EXERCISE BRIEF:
Using the listing below, retype the line bearing "Aisle-audit ticket." and each line after it, word for word, and nothing further.

[MATERIAL FOR THIS TASK — start]

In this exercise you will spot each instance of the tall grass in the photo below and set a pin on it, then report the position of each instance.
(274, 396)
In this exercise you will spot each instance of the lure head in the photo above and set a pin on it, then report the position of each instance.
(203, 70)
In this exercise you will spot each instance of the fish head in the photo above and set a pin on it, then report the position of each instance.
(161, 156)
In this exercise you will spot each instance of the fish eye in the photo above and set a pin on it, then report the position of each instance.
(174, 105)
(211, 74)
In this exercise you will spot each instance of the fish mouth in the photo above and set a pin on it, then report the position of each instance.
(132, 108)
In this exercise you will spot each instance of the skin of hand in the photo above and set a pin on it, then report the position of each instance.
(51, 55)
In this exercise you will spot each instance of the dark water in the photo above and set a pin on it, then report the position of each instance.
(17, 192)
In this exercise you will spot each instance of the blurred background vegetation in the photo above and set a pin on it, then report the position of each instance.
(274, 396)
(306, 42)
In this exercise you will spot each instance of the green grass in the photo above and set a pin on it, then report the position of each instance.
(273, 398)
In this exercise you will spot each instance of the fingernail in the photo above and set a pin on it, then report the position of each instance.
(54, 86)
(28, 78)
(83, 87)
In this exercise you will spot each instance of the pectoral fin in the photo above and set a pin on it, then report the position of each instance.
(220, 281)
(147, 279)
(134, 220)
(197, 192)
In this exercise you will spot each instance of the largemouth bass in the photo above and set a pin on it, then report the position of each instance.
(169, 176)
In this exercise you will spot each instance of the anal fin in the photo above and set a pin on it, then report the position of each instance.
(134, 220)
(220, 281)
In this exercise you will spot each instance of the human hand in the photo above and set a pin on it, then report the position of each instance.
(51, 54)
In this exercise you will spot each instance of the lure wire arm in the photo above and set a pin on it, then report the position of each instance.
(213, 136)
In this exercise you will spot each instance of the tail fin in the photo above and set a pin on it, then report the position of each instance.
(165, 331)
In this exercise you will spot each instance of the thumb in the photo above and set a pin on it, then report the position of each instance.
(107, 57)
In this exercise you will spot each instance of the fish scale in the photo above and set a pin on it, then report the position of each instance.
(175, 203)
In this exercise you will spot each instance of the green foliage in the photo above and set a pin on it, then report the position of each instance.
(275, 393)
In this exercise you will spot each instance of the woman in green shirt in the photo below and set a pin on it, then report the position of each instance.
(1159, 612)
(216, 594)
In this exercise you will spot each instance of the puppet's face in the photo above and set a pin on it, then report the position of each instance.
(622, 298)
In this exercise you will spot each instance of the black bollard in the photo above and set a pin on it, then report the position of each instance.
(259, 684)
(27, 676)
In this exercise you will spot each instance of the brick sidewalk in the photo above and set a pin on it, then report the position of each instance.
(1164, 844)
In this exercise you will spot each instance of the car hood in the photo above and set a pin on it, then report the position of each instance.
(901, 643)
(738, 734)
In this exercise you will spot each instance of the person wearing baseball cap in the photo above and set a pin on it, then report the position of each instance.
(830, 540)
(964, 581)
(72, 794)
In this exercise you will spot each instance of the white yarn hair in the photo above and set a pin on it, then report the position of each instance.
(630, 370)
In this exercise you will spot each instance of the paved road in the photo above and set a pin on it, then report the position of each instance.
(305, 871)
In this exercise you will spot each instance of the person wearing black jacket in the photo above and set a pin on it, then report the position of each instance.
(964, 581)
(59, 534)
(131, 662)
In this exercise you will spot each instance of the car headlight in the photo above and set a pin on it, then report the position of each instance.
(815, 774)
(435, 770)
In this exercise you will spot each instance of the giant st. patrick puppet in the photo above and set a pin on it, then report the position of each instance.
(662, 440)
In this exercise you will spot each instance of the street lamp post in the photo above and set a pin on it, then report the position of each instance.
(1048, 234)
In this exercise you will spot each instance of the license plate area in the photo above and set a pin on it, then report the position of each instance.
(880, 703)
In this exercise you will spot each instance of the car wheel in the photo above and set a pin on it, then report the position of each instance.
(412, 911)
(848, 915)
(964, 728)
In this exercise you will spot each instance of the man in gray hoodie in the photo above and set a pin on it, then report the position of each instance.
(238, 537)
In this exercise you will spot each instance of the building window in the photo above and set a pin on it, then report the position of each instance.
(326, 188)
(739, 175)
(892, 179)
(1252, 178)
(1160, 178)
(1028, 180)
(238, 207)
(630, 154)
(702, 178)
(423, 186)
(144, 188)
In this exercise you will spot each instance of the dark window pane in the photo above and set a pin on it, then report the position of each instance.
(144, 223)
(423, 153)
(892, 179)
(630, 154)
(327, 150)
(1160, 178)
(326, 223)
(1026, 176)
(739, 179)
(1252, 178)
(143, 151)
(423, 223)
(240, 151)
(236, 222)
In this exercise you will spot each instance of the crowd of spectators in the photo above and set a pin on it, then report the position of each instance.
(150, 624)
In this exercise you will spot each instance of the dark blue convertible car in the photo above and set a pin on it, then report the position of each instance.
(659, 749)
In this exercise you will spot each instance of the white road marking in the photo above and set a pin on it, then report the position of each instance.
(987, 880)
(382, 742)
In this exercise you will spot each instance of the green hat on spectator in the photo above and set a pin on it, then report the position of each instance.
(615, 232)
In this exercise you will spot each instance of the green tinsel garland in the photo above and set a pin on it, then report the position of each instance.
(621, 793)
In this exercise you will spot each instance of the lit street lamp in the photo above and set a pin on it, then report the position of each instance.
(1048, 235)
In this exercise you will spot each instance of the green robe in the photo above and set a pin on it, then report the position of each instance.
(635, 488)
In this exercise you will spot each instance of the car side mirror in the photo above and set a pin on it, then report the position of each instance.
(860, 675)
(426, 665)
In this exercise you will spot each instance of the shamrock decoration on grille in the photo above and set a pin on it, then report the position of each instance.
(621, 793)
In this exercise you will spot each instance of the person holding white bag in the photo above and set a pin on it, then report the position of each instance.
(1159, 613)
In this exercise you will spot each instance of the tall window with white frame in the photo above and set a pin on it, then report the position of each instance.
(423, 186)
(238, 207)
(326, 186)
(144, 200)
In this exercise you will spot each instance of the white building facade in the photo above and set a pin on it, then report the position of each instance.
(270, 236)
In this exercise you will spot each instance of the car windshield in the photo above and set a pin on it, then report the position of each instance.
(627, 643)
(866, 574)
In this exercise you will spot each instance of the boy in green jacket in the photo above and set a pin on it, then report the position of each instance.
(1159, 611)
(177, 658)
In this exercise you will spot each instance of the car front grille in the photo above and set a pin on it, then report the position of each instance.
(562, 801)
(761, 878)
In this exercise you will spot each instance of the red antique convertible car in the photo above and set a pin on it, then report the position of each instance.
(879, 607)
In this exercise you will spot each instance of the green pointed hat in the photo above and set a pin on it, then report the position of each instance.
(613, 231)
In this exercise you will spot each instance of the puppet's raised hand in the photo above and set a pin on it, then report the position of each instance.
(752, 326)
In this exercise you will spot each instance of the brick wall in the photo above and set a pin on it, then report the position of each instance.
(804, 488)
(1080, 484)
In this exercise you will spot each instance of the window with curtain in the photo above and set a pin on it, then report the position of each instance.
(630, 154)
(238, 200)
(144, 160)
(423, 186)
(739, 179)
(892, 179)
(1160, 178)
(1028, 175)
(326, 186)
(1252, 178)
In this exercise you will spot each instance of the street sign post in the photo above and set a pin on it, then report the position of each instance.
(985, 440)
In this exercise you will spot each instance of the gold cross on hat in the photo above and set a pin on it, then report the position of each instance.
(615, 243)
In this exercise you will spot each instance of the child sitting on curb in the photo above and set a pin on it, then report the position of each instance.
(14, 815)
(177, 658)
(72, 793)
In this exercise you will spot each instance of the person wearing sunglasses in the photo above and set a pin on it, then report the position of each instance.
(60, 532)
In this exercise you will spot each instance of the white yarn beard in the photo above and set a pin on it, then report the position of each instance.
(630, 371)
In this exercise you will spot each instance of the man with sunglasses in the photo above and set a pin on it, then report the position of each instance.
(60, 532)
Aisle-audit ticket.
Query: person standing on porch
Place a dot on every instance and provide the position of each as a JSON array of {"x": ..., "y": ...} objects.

[MATERIAL FOR THIS TASK — finish]

RESULT:
Aisle-audit ticket.
Query: person standing on porch
Place a dot on every instance and provide the position of each as a JSON array of {"x": ..., "y": ...} objects.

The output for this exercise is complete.